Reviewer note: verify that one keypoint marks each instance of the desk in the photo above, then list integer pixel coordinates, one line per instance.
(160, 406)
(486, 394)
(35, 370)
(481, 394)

* **Task objective**:
Reproduce the data shown above exactly, including every line.

* **Answer area**:
Reviewer note: verify that one keypoint marks each instance of the desk in the photo above, then list integer pixel coordinates, one line per instance.
(160, 406)
(486, 394)
(35, 370)
(481, 394)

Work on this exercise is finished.